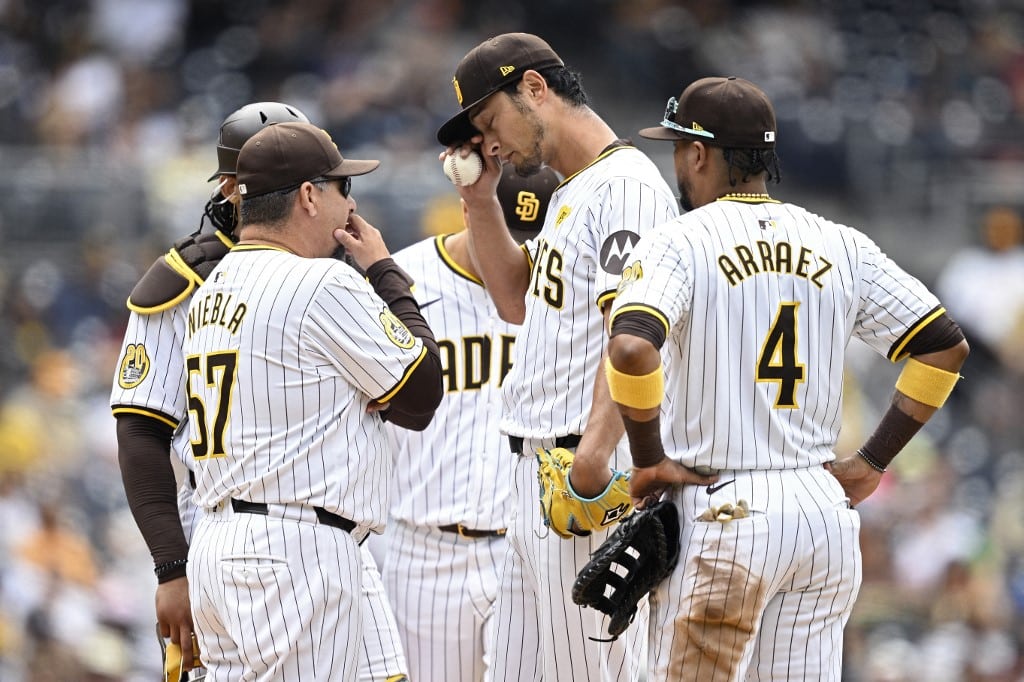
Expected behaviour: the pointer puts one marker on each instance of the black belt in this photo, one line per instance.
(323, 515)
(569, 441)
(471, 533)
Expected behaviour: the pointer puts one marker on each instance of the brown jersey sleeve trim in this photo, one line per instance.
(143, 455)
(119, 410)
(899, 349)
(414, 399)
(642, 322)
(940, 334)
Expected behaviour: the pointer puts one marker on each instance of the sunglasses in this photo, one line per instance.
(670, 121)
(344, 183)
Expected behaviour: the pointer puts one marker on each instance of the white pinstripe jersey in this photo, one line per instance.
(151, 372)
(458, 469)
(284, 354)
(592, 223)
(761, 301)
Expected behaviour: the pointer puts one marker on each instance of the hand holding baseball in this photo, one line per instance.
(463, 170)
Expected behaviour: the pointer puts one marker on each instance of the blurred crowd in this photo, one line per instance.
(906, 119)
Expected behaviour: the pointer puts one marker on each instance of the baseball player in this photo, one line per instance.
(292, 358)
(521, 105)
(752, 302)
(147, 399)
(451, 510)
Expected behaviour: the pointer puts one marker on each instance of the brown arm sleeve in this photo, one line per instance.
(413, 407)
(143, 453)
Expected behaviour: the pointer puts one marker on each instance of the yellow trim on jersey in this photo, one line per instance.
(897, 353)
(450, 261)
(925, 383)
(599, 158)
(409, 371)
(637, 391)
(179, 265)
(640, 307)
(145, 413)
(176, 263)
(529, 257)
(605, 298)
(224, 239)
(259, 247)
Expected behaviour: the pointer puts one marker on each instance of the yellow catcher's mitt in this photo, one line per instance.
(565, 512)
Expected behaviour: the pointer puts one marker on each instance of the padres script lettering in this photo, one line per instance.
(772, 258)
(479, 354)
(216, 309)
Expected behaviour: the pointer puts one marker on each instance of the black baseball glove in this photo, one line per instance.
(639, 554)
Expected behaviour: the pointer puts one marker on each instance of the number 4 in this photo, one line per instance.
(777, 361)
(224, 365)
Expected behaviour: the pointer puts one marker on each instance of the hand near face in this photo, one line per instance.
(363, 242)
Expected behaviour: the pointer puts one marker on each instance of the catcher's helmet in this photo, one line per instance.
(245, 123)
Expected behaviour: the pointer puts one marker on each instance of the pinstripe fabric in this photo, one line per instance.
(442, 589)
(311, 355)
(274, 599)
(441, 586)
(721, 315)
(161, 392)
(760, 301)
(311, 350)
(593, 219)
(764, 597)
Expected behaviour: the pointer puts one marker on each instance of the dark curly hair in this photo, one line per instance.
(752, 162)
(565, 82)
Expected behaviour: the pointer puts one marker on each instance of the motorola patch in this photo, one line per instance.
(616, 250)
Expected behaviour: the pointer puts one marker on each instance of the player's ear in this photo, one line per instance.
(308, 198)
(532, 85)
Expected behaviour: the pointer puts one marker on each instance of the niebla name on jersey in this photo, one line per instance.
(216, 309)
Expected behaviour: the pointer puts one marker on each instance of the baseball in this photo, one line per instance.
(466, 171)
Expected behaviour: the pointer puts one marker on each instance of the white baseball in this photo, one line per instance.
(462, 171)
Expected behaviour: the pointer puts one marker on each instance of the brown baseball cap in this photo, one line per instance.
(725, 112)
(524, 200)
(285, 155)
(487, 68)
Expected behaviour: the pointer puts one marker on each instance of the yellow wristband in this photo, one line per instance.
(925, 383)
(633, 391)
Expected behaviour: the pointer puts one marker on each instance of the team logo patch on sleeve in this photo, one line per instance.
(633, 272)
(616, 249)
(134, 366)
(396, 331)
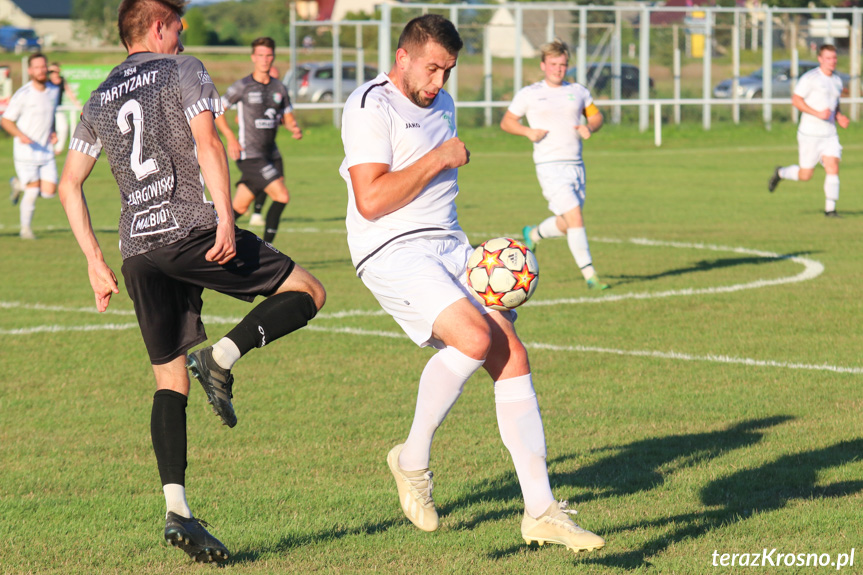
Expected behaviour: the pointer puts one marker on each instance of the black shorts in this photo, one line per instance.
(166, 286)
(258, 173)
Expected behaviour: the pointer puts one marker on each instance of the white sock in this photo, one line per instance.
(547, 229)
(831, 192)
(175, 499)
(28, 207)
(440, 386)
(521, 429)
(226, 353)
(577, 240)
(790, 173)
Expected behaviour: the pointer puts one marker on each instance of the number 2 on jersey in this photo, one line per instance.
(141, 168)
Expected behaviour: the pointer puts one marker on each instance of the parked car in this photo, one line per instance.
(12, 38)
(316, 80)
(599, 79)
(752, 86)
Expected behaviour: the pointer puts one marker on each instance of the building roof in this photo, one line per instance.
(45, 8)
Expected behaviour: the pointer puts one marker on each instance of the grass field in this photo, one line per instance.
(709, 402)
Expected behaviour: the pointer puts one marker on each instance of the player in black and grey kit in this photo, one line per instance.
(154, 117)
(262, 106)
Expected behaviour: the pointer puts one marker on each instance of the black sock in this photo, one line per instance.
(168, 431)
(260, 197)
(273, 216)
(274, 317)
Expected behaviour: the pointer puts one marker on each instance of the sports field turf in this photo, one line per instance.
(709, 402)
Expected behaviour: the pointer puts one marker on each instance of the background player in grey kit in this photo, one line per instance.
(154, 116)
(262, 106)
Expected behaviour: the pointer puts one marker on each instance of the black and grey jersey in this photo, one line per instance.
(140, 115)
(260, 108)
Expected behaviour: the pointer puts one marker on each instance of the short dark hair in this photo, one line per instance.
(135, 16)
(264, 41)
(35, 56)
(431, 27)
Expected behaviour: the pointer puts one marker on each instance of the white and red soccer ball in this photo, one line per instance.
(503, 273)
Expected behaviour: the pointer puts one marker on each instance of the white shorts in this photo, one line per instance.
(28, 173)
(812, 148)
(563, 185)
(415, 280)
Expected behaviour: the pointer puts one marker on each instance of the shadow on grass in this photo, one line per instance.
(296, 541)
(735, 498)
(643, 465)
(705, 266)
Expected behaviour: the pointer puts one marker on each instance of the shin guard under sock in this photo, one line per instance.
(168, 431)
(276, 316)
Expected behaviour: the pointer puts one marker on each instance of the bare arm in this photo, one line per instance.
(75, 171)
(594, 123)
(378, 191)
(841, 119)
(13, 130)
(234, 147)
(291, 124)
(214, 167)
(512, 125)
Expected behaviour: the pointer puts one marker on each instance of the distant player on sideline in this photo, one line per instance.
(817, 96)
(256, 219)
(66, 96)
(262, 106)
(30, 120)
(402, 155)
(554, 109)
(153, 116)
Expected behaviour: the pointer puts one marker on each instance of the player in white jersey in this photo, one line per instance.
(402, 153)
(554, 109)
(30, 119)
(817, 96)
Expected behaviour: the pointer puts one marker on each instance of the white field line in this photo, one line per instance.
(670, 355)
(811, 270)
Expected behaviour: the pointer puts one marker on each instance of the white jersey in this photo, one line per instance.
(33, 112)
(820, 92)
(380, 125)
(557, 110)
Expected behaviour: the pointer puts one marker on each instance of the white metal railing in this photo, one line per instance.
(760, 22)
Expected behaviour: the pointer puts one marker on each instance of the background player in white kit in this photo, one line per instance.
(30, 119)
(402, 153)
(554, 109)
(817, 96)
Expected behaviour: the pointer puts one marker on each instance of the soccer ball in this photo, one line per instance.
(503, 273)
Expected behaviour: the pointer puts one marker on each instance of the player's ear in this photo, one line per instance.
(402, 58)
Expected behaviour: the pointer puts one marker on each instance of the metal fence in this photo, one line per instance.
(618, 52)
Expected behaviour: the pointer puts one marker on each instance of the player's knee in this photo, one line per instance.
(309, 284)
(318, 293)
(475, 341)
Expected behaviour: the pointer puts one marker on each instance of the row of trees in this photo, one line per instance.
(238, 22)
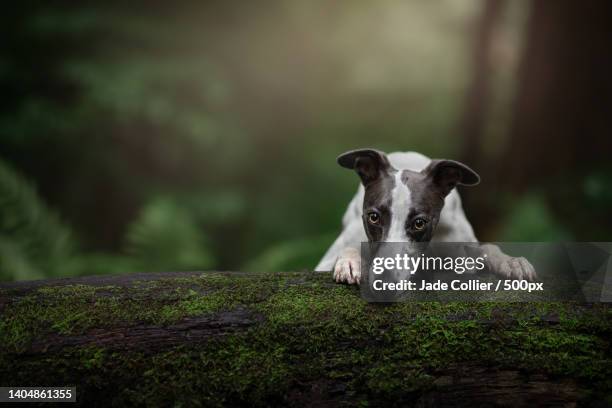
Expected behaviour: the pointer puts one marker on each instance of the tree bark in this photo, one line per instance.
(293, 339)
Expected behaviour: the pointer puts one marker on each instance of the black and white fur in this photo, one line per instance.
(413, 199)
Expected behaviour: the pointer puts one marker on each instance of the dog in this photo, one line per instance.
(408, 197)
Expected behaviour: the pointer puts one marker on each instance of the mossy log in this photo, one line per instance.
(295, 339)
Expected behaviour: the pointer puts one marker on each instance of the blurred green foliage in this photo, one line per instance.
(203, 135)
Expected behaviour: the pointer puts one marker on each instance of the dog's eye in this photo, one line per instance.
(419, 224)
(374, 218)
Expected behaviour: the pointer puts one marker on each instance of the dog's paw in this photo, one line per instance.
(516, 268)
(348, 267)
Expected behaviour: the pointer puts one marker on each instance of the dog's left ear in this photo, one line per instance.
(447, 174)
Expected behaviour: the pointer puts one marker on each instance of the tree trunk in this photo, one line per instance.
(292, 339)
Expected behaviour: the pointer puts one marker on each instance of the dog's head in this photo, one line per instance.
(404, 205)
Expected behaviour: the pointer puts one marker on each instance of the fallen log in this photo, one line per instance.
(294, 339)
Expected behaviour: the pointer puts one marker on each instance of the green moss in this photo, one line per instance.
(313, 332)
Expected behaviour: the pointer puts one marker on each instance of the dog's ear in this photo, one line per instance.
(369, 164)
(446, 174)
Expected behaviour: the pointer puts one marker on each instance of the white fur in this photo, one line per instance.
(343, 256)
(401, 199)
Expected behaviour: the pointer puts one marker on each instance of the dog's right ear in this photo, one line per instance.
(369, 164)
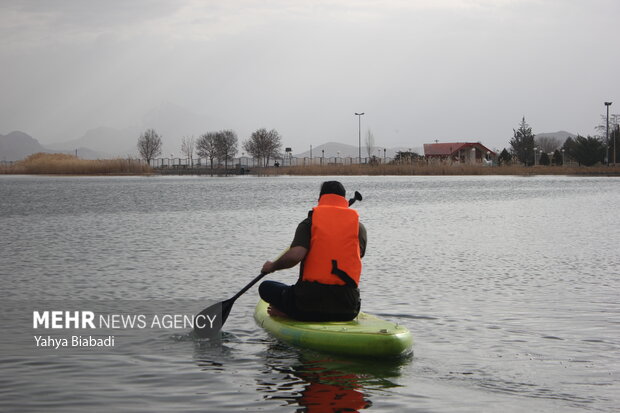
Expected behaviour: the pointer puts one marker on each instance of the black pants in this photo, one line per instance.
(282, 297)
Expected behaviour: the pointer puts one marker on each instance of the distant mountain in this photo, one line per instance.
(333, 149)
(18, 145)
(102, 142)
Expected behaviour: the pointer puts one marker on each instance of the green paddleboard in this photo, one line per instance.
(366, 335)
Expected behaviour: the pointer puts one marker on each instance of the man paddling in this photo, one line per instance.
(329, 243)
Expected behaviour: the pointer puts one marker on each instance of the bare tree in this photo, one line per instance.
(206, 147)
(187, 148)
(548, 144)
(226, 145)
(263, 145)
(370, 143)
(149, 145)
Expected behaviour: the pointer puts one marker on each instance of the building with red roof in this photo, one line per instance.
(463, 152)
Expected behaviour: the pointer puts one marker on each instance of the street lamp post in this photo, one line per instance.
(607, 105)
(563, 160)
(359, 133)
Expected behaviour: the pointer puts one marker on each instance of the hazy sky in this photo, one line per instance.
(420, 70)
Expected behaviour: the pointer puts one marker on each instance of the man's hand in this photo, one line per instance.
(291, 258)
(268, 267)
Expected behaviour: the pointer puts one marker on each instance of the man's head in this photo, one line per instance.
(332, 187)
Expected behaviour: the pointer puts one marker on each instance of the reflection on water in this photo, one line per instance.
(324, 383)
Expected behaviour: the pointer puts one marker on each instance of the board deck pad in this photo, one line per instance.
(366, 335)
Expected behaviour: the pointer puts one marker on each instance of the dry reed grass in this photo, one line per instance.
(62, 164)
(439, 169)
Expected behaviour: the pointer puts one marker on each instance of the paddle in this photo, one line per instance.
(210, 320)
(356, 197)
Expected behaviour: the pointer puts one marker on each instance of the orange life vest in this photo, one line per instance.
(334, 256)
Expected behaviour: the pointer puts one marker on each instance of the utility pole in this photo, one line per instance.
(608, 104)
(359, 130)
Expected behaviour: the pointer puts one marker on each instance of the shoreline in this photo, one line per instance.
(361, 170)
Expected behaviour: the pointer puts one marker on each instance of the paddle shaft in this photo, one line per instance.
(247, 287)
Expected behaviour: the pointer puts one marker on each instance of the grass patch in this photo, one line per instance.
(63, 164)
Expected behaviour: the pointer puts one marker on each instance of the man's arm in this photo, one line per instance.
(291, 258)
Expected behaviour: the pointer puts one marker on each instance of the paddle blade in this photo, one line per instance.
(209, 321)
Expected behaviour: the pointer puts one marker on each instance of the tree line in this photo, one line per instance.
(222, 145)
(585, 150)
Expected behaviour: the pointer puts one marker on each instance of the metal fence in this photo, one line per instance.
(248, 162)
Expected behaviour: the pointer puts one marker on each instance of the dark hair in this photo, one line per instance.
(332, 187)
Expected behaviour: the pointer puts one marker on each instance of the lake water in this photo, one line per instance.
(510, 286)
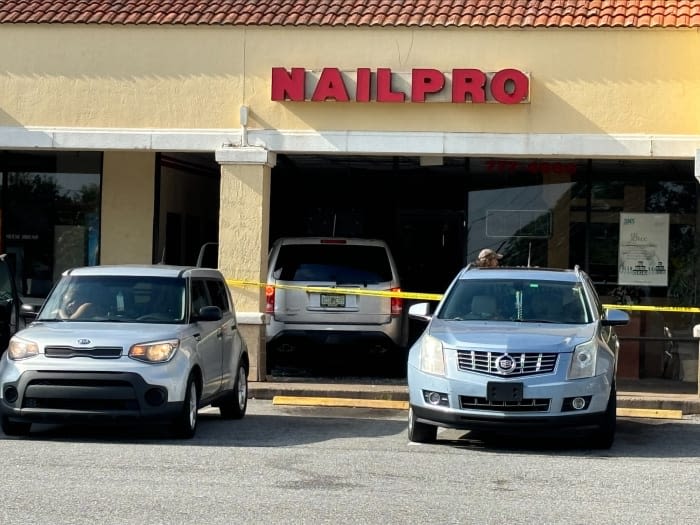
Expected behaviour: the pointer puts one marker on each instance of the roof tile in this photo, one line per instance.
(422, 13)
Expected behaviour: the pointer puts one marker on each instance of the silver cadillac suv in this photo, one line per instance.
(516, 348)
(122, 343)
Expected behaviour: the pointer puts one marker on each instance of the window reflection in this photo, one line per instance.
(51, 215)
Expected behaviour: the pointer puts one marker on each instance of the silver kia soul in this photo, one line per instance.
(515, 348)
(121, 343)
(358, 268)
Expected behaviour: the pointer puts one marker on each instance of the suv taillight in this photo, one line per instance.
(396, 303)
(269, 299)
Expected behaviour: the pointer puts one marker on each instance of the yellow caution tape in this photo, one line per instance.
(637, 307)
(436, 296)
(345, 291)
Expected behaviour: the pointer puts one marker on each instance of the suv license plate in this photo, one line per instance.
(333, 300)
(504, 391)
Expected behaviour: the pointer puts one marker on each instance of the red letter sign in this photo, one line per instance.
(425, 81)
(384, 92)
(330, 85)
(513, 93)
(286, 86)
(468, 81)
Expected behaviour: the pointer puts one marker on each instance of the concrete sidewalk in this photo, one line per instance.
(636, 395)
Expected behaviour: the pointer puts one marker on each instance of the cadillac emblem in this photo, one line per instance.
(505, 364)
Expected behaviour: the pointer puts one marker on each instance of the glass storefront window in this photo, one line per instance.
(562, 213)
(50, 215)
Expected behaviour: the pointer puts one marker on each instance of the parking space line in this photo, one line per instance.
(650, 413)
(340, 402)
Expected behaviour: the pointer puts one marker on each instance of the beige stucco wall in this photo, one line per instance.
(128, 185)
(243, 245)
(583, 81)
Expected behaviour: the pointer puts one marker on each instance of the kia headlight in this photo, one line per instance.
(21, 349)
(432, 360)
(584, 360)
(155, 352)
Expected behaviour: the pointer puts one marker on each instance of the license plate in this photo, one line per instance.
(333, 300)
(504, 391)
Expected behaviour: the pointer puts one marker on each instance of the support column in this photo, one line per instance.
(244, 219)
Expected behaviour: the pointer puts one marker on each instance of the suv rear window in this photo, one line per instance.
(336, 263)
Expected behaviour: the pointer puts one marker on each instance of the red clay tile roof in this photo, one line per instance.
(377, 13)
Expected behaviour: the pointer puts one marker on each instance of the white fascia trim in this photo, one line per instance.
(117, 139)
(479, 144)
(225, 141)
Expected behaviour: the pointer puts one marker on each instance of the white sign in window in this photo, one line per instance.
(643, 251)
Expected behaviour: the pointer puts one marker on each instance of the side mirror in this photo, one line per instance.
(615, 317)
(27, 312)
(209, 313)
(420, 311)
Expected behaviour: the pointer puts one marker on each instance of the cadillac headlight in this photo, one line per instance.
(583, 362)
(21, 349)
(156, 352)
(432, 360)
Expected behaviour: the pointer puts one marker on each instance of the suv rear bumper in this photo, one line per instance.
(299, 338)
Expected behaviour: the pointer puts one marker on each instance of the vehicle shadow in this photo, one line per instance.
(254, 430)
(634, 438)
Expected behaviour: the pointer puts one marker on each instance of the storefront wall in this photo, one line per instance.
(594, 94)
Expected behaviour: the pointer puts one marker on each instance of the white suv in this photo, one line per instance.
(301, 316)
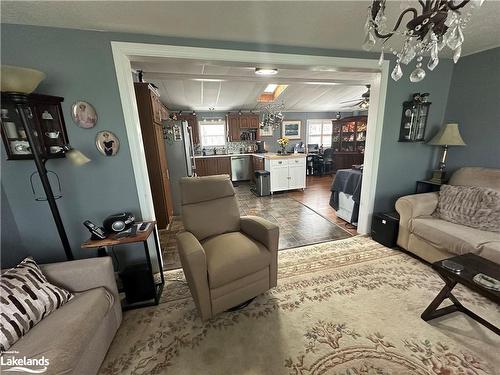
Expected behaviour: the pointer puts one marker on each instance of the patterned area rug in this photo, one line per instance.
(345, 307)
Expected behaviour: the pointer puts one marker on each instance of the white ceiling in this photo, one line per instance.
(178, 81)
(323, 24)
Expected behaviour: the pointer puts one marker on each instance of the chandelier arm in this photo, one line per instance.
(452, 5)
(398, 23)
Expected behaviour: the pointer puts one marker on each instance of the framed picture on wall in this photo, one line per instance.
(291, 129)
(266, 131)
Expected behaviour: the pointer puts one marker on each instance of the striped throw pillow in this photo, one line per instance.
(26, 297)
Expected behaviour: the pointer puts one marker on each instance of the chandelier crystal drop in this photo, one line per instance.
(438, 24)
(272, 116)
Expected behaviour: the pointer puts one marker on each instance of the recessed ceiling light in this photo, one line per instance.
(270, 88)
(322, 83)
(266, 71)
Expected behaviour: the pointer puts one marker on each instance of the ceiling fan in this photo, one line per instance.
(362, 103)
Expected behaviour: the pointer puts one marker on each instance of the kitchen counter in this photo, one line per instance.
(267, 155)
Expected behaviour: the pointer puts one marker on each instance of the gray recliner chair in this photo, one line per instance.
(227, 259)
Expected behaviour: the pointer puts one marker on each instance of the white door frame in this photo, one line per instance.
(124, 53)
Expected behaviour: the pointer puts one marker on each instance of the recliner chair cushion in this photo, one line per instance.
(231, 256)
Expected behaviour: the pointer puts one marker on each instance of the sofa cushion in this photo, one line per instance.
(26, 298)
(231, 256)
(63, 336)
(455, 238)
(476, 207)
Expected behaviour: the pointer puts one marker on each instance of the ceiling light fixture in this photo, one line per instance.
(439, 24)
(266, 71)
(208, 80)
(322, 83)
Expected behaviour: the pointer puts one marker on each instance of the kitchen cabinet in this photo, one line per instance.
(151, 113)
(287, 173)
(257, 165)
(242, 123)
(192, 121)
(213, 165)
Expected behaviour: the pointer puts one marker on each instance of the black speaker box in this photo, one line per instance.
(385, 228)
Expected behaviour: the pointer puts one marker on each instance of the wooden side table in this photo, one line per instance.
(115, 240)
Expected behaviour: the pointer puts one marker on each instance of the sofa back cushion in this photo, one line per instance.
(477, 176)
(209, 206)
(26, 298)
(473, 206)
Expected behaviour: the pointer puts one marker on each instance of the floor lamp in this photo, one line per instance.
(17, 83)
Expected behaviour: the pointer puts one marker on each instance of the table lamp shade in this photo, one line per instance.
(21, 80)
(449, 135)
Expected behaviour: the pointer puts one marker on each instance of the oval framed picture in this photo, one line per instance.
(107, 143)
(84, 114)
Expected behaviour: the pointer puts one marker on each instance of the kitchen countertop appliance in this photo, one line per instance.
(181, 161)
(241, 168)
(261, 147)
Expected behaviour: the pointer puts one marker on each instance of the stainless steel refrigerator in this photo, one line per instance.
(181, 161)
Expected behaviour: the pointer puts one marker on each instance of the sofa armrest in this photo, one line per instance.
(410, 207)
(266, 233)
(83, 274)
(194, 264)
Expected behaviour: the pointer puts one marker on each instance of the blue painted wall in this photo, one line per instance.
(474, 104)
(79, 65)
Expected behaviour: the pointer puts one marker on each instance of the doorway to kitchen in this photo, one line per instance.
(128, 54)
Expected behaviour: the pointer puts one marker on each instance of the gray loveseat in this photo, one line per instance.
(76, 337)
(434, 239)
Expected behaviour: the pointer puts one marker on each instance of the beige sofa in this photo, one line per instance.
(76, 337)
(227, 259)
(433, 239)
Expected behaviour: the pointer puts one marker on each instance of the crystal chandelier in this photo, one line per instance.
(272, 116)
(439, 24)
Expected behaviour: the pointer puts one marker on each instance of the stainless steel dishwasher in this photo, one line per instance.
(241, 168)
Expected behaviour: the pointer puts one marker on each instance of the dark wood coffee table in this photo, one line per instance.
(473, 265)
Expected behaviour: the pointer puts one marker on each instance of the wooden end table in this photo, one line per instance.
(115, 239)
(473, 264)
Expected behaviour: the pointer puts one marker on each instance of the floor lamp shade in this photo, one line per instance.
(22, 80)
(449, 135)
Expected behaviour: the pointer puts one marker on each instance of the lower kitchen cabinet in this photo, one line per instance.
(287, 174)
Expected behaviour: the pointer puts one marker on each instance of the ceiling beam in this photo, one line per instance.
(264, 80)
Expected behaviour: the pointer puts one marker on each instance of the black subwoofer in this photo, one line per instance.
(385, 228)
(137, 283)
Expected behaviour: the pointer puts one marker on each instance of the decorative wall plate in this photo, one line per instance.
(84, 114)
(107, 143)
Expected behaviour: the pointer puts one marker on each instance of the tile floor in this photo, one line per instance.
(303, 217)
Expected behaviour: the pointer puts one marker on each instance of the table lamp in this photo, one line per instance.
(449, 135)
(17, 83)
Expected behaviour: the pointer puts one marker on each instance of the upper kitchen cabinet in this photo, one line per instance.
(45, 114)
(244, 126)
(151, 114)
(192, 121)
::::::::::
• _DESCRIPTION OF THE TASK_: Going from the line that contains "subwoofer in this photo, one line per instance." to the last line of the records, reproduce every line as written.

• _RESULT OF THE EXERCISE_:
Expected behaviour: the pointer puts one marker on each instance of the black subwoofer in this photo, one line per instance.
(385, 228)
(137, 283)
Expected behaviour: the pointer puts one marker on each instance of the decorative wall plate in this photo, one line per instance.
(84, 114)
(107, 143)
Expected behaviour: the pointer puts one marker on each instance of the tile floor in this photo, one line per instance.
(303, 217)
Expected behaviour: the pointer puts one marker on each instance of the table lamp in this photo, one line per instance.
(449, 135)
(17, 83)
Expected behaviour: the pointer puts one marker on each instance of the upper kitchen cabinet in this photo, one line per instance.
(45, 114)
(244, 126)
(151, 114)
(192, 121)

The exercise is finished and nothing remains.